§ Tarefas propostas
• 1. Com base no texto sobre a educação dos filhos, explique por que motivo o homem declarou com tanta segurança que o filho seria Bombeiro Voluntário. Responda em uma a três frases.
• 2. No texto sobre a educação dos filhos, com que ar o homem fez a sua afirmação sobre o futuro do filho?
• 3. Prossiga o texto sobre a educação dos filhos a partir da última frase apresentada.

§ Excerto do texto
******

O outro homem, pesando a sua autoridade paterna que deveria estar na orientação de vidas e caminhos e achando até que seria obedecido em todas as circunstâncias e, convencido não ser possível algum desvio por desobediência do seu descendente, lá afirmou com certo ar pacóvio e autoritário: «pois o meu filho vai ser Bombeiro Voluntário, quer ele queira ou não queira».

Ora, nem mais!

Mesmo apesar de ter um cunho anedótico, esta historieta não deixa de trazer consigo a visão de filosofia simples da vida que, nos nossos dias, faz aflorar uma verdade que em psicologia não se conseguirá explicar.

Todavia, nós mesmos poderemos tentar entendê-la se olharmos atentamente para o paradigma de pensamento que, em alguns campos de vida, incide no prisma do metal que soa no bolso de muita gente conhecida, num mundo alienado do essencial mas sonhando-se nos braços das grandes somas económicas, querendo equiparar os filhos a algumas figuras proeminentes nos diversos sectores operacionais de elite que, por sua vez, tantos deles trabalharam apenas para badalar o nome e se deixaram, depois, cair no lodaçal de uma sociedade que rechaça os inúteis e os pobres em geral.

Mau é, portanto, quando há pais que, aparentando senso, prescindem de um acompanhamento educativo e sempre zelosamente cuidado dos seus filhos, não lhes oferecendo oportunidades de crescerem no corpo e nas outras dimensões como o são a moralidade, o trabalho, a honestidade, os conhecimentos provindos do estudo, a presença em família, a verdade, a espiritualidade apoiada numa religião – seja qual for – e os obrigam a enveredar por vias para as quais a sua apetência não é a melhor.

******

§ Excertos dos registos
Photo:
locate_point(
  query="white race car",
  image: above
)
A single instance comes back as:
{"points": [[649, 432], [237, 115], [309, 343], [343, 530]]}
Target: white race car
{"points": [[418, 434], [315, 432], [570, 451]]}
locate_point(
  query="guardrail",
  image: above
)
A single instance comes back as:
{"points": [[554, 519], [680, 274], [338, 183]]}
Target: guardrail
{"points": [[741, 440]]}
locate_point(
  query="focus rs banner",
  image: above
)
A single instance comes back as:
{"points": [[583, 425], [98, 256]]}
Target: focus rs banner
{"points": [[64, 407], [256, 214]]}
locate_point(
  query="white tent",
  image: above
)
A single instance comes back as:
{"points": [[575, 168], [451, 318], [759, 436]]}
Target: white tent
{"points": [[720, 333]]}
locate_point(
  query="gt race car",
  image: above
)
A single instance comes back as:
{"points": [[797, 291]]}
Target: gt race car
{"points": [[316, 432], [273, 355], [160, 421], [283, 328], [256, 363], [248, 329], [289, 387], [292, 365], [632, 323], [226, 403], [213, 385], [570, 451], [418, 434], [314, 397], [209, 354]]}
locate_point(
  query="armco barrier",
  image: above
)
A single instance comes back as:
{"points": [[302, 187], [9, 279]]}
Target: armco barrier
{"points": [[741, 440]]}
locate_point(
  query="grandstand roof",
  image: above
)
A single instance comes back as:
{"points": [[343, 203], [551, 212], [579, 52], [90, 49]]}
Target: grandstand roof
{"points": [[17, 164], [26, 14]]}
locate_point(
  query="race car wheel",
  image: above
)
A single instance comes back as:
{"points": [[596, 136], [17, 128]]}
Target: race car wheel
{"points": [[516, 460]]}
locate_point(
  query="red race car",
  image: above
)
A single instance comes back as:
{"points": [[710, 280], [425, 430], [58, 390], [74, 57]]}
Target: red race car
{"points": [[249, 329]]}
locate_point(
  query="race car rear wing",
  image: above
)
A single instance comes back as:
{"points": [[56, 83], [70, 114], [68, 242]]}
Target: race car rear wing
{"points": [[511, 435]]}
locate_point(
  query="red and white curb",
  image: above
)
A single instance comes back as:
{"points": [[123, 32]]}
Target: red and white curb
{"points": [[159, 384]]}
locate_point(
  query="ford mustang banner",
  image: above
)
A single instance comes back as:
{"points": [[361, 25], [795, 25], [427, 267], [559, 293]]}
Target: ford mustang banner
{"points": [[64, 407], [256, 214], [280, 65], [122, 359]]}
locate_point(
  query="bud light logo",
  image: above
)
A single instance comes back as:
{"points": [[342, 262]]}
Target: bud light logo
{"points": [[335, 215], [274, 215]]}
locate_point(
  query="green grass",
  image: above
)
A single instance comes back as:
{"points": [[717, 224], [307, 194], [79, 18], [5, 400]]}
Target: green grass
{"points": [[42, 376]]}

******

§ Respostas às tarefas
• 1. O homem considerava que a sua autoridade paterna deveria orientar vidas e caminhos e julgava que seria obedecido em todas as circunstâncias. Estava também convencido de que não era possível qualquer desvio por desobediência do filho.

• 2. Com certo ar pacóvio e autoritário.

• 3.
Uma vez enredados naquilo que não faz a base do seu “modus vivendi”, jamais encontram lugar para as suas capacidades de produtividade e estas mostrar-se-ão supostamente reduzidas ou mesmo nulas.

Resultado: – arrastam-se na vida, acarretando na sua cerviz um desconsolo e inadequação que os transformam em indivíduos sorumbáticos, isolados e desnorteados, porque envergonhados pelo insucesso pessoal inevitável.

Quando alguém, familiarizado com o assunto e responsável, descobre esta situação, pode ser já tarde e a oportunidade desaproveitada não ter retorno possível.

Nem todos chegam a fazer-se desportistas, ou melhor, futebolistas de craveira e nomeada. O fito do dinheiro não deverá ser a meta final de algum jovem em corrida, porque há sempre alguém que possui melhores qualidades e forças para chegar em primeiro lugar, e essa é a única razão exigida na consecução do troféu.

Orientar, sim, essa é a função de qualquer pai prudente. Nunca lhe compete impor seja o que for de modo a desestabilizar a mente de qualquer rapaz ou menina.

“Mens sana in corpore sano” é o conselho, satírico e elucidativo, do poeta retórico romano Juvenal.

Ambas as coisas são essenciais, mas a mente equilibrada conduzirá a pessoa a procurar o seu verdadeiro lugar na vida onde se pode achar plenamente realizado e feliz.

Certos jovens de hoje são desviados da sua natural vocação pelos próprios pais que vêem – erradamente – nos filhos a reabilitação das suas antigas tentativas falhadas na arte ou no desporto. Imaginam, assim, vingar-se da vida, impondo nos ombros deles os fardos dos quais nunca puderam ou souberam desenvencilhar-se.

Nessa peculiar frustração de muitos pais reside o desconforto e o desespero de muitos filhos.

Oxalá, isso comece, de vez, a ser acautelado.